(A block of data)
::::
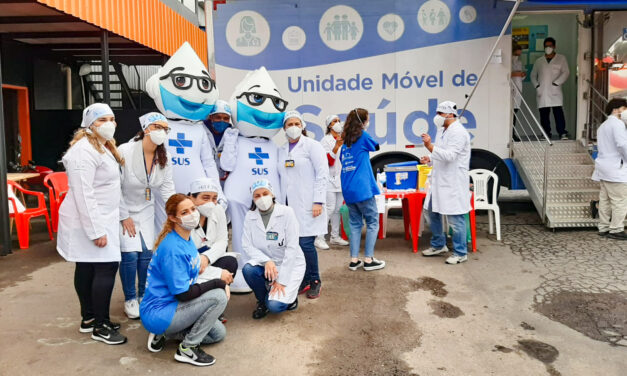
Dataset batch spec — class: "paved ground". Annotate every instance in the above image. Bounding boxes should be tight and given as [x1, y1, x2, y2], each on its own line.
[0, 213, 627, 376]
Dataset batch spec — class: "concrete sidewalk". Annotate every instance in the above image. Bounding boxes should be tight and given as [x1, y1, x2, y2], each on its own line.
[0, 213, 627, 376]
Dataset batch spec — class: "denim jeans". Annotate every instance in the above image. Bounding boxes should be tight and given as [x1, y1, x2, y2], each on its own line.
[347, 196, 379, 258]
[429, 202, 468, 256]
[120, 234, 152, 301]
[242, 264, 289, 313]
[298, 236, 320, 283]
[164, 288, 227, 347]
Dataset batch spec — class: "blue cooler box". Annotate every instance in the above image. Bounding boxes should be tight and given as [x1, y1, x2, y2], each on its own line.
[383, 161, 418, 190]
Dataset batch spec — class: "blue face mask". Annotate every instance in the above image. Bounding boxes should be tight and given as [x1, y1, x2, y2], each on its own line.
[159, 85, 215, 121]
[237, 102, 283, 129]
[211, 121, 231, 133]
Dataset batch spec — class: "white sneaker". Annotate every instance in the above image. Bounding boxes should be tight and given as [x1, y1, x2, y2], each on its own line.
[330, 236, 350, 245]
[124, 299, 139, 320]
[314, 236, 329, 249]
[422, 246, 448, 257]
[446, 254, 468, 265]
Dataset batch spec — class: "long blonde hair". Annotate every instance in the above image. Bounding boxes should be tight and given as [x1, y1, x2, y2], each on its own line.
[70, 128, 124, 166]
[154, 193, 190, 250]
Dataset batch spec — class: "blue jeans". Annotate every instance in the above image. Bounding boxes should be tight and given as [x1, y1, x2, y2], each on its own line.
[120, 234, 152, 301]
[429, 202, 468, 256]
[242, 264, 289, 313]
[298, 236, 320, 282]
[347, 196, 379, 258]
[164, 288, 227, 347]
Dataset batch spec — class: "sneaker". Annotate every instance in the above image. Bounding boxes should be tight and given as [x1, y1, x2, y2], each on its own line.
[298, 279, 311, 295]
[148, 333, 165, 352]
[364, 257, 385, 271]
[608, 231, 627, 240]
[78, 319, 122, 333]
[91, 322, 126, 345]
[287, 297, 298, 311]
[331, 237, 350, 246]
[446, 254, 468, 265]
[422, 246, 448, 257]
[174, 343, 216, 367]
[314, 236, 329, 250]
[348, 260, 364, 271]
[124, 299, 139, 320]
[253, 302, 268, 320]
[307, 280, 322, 299]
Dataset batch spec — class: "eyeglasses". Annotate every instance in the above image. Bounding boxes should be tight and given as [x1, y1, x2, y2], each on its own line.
[159, 72, 216, 93]
[236, 92, 287, 112]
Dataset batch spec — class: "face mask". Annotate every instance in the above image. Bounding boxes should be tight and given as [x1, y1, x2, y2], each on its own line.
::::
Job: Reproduce the entries above exactly. Do not include the images.

Worked answer:
Dataset batch spec — class: "paved ground". Annotate every instance in the above image. Bounding boxes should be tight and given as [x1, y1, x2, y2], each on its own line.
[0, 213, 627, 376]
Dataset batch spec — class: "concrete sidewalk". Annotate every instance in the above image. Bounding boxes should be tight and given as [x1, y1, x2, y2], each on its own line.
[0, 213, 627, 376]
Dataset batch spec — class: "denim jeans". Annotate every instance in the above image. Bounding boxes should be tight and given as [x1, y1, x2, y2], each on its own line.
[347, 196, 379, 258]
[429, 202, 468, 256]
[120, 234, 152, 301]
[242, 264, 289, 313]
[298, 236, 320, 283]
[164, 288, 227, 347]
Dataset batch spec — class: "blue cooler box". Annotate every instance in the above image. Bounding boxes should be tight and given as [x1, y1, x2, y2], each on its own line.
[383, 161, 418, 190]
Dataset batch spec — class: "blue face mask". Annotate every instance in the above image. Bounding boxes should be tight and given as [x1, y1, x2, y2], each on its own line.
[159, 85, 215, 121]
[237, 102, 283, 129]
[211, 121, 231, 133]
Dataset batch spec — class: "white sneaker". Annotate every instance in the above image. Bounding boxes should be tight and given as [x1, y1, x2, y2], each on its own line.
[330, 236, 350, 245]
[124, 299, 139, 320]
[314, 236, 329, 249]
[422, 246, 448, 257]
[446, 254, 468, 265]
Dataset batch spec — class: "long blonde hair". Annotate every instance in the above image. Bounding boxes should be tight and given as [x1, y1, x2, y2], each on its own line.
[70, 128, 124, 166]
[154, 193, 190, 250]
Dataset batch spec — class: "blue jeans". Annotate every instance in the above image. Bounding boxes should be tight and given as [x1, y1, x2, y2], each on its own line.
[120, 234, 152, 301]
[429, 202, 468, 256]
[242, 264, 289, 313]
[298, 236, 320, 282]
[347, 196, 379, 258]
[164, 288, 227, 347]
Dataset batch spec — class: "sneaker". Annotate every instance in the above image. Bounding boxes should be tight and given as [x1, y1, x2, y2], each on its own line.
[298, 279, 311, 295]
[148, 333, 165, 352]
[364, 257, 385, 271]
[608, 231, 627, 240]
[78, 319, 122, 333]
[91, 322, 126, 345]
[287, 297, 298, 311]
[331, 237, 350, 246]
[446, 254, 468, 265]
[422, 246, 448, 257]
[174, 343, 216, 367]
[314, 236, 329, 250]
[348, 260, 364, 271]
[124, 299, 139, 320]
[253, 302, 268, 320]
[307, 280, 322, 299]
Dataset batch spec — class: "eyeglasses". Annotate every instance in the above image. Bounding boxes should be tight and given as [x1, y1, x2, y2], each on its own line.
[159, 72, 216, 93]
[236, 92, 287, 112]
Dataset batch spec — class: "face mask". Annotate every instance in the above image. Bounding boxes should be tight and given as [x1, y1, x2, y2], each on its own line.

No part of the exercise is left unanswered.